Activity A >>
Answer these questions from the Azure Speech guide, marking each answer (i), (ii) or (iii):
(i) How many voices and languages does Azure offer?
(ii) Which sample rate is marked as recommended?
(iii) What is the stated solution for the error "Azure TTS failed (401)"?
Activity B >>
Summarize the Azure Speech guide in two sentences.
Activity C >>
Continue the Azure Speech guide from the point where it stops.

Document section >>
>>
BABULUS_ENV=azure babulus generate your-video.babulus.yml

Available Voices

Azure offers 400+ voices across 140+ languages. Here are popular English options:

US English Neural Voices

  • en-US-JennyNeural (Female, friendly)
  • en-US-GuyNeural (Male, warm)
  • en-US-AriaNeural (Female, professional)
  • en-US-DavisNeural (Male, professional)
  • en-US-AmberNeural (Female, young adult)
  • en-US-AnaNeural (Female, child)
  • en-US-AndrewNeural (Male, young adult)
  • en-US-BrianNeural (Male, child)

UK English Neural Voices

  • en-GB-SoniaNeural (Female)
  • en-GB-RyanNeural (Male)
  • en-GB-LibbyNeural (Female, young)

Other English Variants

  • en-AU (Australian): Natasha, William, Annette
  • en-CA (Canadian): Clara, Liam
  • en-IN (Indian): Neerja, Prabhat
  • en-IE (Irish): Emily, Connor

See full voice list for all languages.

Voice Selection

Override the voice per DSL:

voiceover:
  provider: azure
  voice: en-US-GuyNeural  # Override default voice
  sample_rate_hz: 24000

Or use the default from config.

Sample Rate Options

Azure Speech supports flexible sample rates:

  • 8000 Hz: Telephony quality (smallest files)
  • 16000 Hz: Good quality (medium files)
  • 24000 Hz: High quality (recommended, good balance)
  • 44100 Hz: Maximum quality (largest files)

Pricing

  • Standard voices: Free for first 0.5M characters/month, then $4/1M chars
  • Neural voices: Free for first 0.5M characters/month, then **16/1Mchars * *( 0.016/1K chars)
  • More expensive than OpenAI (0.015/1K)andAWSPolly(0.004-0.016/1K)
  • Less expensive than ElevenLabs (~$0.30/1K)

Troubleshooting

Error: "Azure TTS failed (401)"

Solution: Check your API key and region are correct in config.

providers:
  azure_speech:
    api_key: "YOUR_ACTUAL_KEY"  # Get from Azure Portal
    region: "YOUR_REGION"       # e.g., eastus, westus2

Error: "Azure TTS sample_rate_hz must be one of 8000, 16000, 24000, 44100"

Solution: Use a supported sample rate:

voiceover:
  sample_rate_hz: 24000  # Change to 8000, 16000, 24000, or 44100

Voice Not Found

Solution: Check the voice name is correct. Voice names are case-sensitive and must include language prefix:

  • ✅ Correct: en-US-JennyNeural
  • ❌ Wrong: jenny, JennyNeural, en-us-jennyneural

SSML Support

Azure Speech uses SSML (Speech Synthesis Markup Language) internally. Currently, Babulus sends plain text which Azure wraps in basic SSML. Future versions may expose more SSML features for:

  • Prosody control (rate, pitch, volume)
<<
Extracted data entries:
>>
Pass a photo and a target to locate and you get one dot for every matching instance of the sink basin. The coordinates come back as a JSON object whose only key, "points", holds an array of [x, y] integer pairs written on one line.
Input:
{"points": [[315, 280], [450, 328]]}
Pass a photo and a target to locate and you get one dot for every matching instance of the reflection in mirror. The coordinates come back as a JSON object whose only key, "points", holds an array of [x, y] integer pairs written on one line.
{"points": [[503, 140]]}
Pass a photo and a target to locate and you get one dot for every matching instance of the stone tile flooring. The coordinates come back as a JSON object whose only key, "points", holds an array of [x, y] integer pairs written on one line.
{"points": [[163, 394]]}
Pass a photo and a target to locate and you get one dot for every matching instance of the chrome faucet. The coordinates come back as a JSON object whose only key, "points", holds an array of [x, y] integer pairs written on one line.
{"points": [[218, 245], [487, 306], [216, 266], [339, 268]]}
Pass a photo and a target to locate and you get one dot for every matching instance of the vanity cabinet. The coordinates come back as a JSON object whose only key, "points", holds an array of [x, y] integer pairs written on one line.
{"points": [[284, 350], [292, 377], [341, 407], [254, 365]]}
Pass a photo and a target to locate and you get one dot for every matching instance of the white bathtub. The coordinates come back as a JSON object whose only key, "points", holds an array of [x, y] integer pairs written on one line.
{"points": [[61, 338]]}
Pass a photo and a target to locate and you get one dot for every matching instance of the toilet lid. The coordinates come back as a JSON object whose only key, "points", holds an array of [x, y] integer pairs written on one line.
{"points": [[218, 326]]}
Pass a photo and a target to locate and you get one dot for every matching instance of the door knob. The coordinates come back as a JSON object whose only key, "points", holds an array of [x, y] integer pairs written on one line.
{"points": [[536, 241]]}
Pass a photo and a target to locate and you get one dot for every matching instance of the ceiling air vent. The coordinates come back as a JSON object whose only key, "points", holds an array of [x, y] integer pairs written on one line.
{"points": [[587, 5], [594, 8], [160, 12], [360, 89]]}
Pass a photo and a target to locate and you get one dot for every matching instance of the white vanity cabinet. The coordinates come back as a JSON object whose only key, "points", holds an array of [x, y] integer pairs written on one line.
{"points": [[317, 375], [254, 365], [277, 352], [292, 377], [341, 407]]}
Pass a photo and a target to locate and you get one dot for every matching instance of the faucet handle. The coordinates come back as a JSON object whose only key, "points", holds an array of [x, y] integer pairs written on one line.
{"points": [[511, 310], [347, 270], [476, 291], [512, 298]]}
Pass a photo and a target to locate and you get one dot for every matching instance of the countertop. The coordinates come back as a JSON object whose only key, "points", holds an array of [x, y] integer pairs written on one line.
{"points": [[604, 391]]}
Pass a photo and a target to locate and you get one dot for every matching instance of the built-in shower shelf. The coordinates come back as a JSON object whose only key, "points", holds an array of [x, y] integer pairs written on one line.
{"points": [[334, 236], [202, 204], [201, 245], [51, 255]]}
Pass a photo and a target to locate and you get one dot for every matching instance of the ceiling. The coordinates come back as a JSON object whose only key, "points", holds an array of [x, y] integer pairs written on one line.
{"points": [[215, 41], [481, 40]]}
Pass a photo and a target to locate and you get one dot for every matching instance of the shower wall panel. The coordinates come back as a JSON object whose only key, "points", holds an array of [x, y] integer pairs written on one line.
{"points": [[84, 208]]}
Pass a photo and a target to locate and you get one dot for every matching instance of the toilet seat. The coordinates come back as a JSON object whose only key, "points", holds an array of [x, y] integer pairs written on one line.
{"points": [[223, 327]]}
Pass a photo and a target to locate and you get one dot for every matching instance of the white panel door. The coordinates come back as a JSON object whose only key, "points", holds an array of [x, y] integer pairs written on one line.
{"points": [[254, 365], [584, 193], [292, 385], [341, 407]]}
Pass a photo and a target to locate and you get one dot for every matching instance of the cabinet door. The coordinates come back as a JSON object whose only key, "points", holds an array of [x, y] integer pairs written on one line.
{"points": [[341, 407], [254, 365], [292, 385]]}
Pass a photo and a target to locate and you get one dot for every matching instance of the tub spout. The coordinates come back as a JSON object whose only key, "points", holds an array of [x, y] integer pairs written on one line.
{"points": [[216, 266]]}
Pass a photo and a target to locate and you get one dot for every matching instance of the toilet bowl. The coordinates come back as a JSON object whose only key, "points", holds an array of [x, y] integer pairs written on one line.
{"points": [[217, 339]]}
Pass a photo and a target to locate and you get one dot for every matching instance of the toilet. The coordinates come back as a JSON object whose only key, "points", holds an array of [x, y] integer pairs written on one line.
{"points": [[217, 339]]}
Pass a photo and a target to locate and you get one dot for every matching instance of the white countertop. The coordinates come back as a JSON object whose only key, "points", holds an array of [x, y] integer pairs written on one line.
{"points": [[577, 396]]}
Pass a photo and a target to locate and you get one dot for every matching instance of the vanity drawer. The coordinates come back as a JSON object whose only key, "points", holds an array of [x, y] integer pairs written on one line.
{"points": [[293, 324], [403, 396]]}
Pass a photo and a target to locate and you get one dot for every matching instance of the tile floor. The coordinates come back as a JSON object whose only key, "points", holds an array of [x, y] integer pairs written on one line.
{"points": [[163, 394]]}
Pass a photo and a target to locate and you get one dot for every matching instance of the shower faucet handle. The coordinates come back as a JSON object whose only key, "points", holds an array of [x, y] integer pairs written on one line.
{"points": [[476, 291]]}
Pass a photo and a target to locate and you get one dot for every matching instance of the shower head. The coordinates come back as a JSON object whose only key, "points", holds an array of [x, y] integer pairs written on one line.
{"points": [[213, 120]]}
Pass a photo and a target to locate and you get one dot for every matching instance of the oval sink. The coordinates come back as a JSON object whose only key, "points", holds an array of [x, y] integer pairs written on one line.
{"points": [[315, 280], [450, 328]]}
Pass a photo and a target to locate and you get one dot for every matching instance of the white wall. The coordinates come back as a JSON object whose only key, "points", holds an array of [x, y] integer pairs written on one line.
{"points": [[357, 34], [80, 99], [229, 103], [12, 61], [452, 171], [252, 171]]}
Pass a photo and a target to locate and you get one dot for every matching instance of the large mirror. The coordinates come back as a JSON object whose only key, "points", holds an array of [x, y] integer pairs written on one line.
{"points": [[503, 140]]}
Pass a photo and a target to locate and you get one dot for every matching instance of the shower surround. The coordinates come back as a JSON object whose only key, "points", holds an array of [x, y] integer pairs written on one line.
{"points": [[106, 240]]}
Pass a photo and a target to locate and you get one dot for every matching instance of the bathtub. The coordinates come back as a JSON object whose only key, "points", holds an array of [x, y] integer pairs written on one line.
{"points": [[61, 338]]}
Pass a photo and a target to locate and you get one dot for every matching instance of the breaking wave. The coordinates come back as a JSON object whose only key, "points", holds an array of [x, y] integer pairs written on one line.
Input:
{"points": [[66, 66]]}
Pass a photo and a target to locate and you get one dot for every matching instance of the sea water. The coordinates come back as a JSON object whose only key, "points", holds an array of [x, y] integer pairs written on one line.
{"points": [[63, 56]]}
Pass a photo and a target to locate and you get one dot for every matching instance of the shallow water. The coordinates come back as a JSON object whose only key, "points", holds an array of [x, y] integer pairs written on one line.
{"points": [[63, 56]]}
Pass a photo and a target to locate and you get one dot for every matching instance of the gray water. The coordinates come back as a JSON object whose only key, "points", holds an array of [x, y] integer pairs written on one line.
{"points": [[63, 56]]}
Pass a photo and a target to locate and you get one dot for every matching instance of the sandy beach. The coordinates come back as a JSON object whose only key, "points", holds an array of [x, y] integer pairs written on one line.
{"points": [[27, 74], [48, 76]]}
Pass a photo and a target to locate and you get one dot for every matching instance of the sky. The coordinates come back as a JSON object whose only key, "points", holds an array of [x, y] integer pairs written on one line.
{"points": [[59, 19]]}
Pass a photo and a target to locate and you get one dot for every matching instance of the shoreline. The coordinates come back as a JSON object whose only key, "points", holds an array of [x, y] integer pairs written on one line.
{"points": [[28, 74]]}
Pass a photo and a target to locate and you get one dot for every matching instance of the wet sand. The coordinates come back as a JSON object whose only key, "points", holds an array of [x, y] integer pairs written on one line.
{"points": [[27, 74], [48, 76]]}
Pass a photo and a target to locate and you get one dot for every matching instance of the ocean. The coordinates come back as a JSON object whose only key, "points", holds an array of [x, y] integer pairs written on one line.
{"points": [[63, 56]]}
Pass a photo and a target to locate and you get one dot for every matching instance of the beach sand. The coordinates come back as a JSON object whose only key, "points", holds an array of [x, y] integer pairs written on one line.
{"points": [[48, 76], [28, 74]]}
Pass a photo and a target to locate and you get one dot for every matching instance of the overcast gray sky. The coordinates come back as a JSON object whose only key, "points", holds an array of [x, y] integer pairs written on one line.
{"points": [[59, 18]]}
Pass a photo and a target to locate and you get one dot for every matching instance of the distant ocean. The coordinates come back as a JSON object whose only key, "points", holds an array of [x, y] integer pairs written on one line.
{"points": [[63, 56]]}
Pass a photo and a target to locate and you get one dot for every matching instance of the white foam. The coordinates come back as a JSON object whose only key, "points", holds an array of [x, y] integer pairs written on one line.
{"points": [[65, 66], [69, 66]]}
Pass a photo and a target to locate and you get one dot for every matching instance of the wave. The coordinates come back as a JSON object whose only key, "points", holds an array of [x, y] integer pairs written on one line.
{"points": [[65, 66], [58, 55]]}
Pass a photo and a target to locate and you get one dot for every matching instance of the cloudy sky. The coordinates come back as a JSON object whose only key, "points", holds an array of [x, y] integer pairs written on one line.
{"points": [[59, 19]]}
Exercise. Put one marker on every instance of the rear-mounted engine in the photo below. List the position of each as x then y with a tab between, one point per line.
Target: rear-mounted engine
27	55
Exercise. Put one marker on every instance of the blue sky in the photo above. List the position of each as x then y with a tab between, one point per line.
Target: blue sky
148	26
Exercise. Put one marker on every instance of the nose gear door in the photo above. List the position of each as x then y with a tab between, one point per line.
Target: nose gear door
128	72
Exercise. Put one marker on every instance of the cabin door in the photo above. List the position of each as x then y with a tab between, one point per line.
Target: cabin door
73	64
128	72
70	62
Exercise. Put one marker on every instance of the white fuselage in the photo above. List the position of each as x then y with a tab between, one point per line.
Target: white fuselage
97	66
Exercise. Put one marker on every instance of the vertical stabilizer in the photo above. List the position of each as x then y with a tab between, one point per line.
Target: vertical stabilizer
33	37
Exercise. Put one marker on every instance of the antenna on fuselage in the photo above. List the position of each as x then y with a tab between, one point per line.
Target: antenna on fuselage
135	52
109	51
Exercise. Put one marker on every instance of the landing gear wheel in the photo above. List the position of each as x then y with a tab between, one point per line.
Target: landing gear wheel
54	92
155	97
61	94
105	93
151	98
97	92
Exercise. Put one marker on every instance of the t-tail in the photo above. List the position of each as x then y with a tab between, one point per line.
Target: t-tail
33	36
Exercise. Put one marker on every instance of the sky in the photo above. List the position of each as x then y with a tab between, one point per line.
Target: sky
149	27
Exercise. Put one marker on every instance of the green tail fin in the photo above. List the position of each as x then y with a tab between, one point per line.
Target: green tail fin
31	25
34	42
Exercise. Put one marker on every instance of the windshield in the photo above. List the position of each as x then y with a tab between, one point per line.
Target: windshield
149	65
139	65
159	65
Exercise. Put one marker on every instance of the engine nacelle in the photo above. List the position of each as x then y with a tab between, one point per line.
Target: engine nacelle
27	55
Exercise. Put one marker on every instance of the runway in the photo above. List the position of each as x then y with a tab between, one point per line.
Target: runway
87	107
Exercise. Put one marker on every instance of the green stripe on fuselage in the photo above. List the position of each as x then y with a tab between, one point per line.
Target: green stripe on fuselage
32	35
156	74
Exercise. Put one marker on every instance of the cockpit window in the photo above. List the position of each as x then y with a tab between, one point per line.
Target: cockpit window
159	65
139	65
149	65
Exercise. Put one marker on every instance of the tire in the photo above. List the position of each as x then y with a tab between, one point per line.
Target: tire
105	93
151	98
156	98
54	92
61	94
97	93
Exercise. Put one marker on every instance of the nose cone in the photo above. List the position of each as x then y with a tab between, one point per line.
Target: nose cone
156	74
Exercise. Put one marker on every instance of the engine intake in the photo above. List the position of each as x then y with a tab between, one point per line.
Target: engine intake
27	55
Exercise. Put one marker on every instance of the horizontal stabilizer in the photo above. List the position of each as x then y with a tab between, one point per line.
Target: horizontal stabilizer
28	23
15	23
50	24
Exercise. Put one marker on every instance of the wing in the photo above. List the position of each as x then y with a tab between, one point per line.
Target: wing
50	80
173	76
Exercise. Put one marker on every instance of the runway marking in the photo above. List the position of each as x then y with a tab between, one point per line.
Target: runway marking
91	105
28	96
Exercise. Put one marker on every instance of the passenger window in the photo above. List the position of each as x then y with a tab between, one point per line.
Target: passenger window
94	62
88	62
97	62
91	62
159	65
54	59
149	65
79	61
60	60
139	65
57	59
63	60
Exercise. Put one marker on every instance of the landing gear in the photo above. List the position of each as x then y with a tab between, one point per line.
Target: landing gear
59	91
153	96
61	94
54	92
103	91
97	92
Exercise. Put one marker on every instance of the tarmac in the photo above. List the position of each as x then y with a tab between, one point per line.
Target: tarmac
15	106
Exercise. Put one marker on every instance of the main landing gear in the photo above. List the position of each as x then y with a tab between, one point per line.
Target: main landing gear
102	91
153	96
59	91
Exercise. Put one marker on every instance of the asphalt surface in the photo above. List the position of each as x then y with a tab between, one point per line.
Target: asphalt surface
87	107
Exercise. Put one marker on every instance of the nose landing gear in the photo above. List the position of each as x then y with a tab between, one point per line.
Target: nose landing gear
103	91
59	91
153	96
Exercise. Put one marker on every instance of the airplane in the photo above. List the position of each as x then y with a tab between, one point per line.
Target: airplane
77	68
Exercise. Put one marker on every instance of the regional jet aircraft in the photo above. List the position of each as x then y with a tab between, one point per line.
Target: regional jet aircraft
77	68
<<
Response box A >>
(i) 400+ voices across 140+ languages.
(ii) 24000 Hz.
(iii) Check that your API key and region are correct in config.

Response box B >>
Azure offers 400+ voices across 140+ languages, and the voice can be overridden per DSL or taken from the config default, with sample rates of 8000, 16000, 24000 or 44100 Hz. Common errors are fixed by checking the API key and region, using a supported sample rate, or giving the case-sensitive voice name with its language prefix, and Babulus currently sends plain text that Azure wraps in basic SSML.

Response box C >>
  • Pauses and breaks
  • Pronunciation hints
  • Emphasis and expression

Comparison with Other Providers

Feature Azure Speech OpenAI TTS AWS Polly ElevenLabs
Price (per 1K chars) $0.016 $0.015 $0.004-0.016 ~$0.30
Quality Excellent Very Good Good Excellent
Sample rates 8000-44100 Hz 24000 Hz 8000, 16000 Hz 22050-44100 Hz
Voices 400+ voices, 140+ languages 6 voices 60+ voices 1000+ voices
Credentials API key + region API key AWS credentials API key
Free tier 0.5M chars/month None None 10K chars/month
Best for Multilingual, enterprise Development Cost-conscious Final production

Example: Complete DSL

voiceover:
  provider: azure
  voice: en-US-GuyNeural
  sample_rate_hz: 24000
  seed: 1337
  lead_in_seconds: 0.25

scenes:
  - id: intro
    title: "Introduction"
    cues:
      - id: welcome
        label: "Welcome"
        voice: "Welcome to our presentation about Azure Speech services."

Advanced: Multiple Voices

You can mix voices within a video by overriding voice per cue:

voiceover:
  provider: azure
  voice: en-US-JennyNeural  # Default female voice
  sample_rate_hz: 24000

scenes:
  - id: dialog
    cues:
      - id: host
        voice: "Hello, I'm the host."
        # Uses default: en-US-JennyNeural

      - id: guest
        voice:
          model: en-US-GuyNeural  # Override to male voice
          segments:
            - voice: "And I'm the guest speaker."

Regional Endpoints

Azure Speech uses regional endpoints. Common regions:

  • eastus - East US (Virginia)
  • westus2 - West US 2 (Washington)
  • westeurope - West Europe (Netherlands)
  • southeastasia - Southeast Asia (Singapore)

Choose the region closest to you for lower latency, or use the region where you created the Azure resource.